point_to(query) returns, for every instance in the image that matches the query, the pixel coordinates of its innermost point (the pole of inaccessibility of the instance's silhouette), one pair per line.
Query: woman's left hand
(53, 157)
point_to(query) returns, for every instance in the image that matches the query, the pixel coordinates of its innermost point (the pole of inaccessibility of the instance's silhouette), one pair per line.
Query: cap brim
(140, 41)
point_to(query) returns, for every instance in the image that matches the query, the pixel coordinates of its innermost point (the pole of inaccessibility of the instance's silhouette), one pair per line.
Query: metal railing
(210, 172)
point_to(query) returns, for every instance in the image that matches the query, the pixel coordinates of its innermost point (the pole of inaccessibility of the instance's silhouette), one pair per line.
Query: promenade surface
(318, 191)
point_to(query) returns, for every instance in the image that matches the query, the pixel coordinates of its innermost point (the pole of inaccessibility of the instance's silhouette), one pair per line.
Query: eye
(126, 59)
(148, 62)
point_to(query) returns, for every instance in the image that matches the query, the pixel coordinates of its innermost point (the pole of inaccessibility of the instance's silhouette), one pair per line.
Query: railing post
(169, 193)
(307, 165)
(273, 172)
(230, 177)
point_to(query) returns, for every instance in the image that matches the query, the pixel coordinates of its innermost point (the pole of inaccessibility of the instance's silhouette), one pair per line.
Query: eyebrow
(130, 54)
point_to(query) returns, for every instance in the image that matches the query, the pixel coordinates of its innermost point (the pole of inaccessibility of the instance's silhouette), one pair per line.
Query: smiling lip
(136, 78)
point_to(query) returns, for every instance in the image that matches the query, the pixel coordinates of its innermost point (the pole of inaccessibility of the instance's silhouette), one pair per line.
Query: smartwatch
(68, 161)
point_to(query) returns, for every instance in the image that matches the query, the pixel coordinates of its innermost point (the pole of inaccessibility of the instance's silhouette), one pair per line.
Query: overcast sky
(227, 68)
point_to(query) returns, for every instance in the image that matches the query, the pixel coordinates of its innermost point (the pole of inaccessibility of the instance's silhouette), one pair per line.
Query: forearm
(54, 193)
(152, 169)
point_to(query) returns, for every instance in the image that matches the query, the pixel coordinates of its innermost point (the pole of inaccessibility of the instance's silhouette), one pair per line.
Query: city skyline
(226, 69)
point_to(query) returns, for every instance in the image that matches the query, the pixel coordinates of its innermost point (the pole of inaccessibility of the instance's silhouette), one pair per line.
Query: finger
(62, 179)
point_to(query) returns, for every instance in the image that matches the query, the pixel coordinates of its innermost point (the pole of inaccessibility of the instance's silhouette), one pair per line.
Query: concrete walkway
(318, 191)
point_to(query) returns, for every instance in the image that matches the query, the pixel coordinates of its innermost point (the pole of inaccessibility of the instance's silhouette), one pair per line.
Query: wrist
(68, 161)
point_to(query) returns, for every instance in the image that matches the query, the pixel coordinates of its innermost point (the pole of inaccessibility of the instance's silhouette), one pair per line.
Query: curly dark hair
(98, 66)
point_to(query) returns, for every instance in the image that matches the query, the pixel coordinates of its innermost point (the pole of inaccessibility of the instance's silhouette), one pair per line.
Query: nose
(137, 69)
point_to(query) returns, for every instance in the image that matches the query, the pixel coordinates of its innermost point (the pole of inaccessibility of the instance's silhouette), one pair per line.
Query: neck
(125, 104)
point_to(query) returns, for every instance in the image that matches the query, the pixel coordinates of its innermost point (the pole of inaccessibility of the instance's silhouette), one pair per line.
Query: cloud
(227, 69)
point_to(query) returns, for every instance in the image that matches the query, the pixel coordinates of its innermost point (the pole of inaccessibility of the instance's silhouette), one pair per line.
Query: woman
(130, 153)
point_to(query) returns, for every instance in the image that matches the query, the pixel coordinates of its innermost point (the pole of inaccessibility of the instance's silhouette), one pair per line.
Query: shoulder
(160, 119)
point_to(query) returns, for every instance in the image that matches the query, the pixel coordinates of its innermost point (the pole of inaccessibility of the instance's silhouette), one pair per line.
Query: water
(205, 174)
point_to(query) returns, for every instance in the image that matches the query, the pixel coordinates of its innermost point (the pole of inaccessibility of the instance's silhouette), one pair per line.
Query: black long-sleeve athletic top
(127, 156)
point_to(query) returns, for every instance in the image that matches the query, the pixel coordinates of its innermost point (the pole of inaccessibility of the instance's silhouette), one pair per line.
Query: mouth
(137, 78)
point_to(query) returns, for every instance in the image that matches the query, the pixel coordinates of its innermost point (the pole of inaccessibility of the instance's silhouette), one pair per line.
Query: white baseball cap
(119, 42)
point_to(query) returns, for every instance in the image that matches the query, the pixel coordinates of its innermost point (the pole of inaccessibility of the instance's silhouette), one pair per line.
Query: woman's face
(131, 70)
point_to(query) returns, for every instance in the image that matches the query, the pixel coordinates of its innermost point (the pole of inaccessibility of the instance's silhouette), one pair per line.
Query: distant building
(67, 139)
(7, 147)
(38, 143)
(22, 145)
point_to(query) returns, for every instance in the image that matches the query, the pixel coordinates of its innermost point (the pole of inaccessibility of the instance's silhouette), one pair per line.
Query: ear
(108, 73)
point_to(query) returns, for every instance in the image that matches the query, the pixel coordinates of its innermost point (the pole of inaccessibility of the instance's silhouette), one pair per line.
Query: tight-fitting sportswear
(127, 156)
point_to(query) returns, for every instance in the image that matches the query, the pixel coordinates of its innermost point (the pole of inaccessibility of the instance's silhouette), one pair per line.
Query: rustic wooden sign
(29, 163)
------------
# Task requirements
Your answer should be exactly the lines of the material above, starting at the one that holds "Query: woman's face" and ending with the last.

# Task solution
Query: woman's face
(131, 70)
point_to(query) returns, for every instance in the image that matches the query, the pixel coordinates of its innermost point (the pole of inaccessibility of the instance's silhouette), one pair per line.
Query: distant building
(67, 139)
(7, 147)
(38, 143)
(22, 145)
point_to(query) returns, for every instance in the image that matches the query, the pixel coordinates of its innermost point (the pole of inaccessibility of the instance's silhouette), one pair per line.
Query: ear
(108, 73)
point_to(query) returns, for every instance in the image that matches the query, the pixel coordinates of its innermost point (the pole of inaccessibility of the instance's silhouette), one pair per line.
Query: tight-fitting sportswear
(127, 156)
point_to(query) returns, for every instance in the image that matches the query, the pixel coordinates of its innermost point (the pole of inaccessibility of the instance's silhouette), one pair per line.
Query: rustic wooden sign
(29, 163)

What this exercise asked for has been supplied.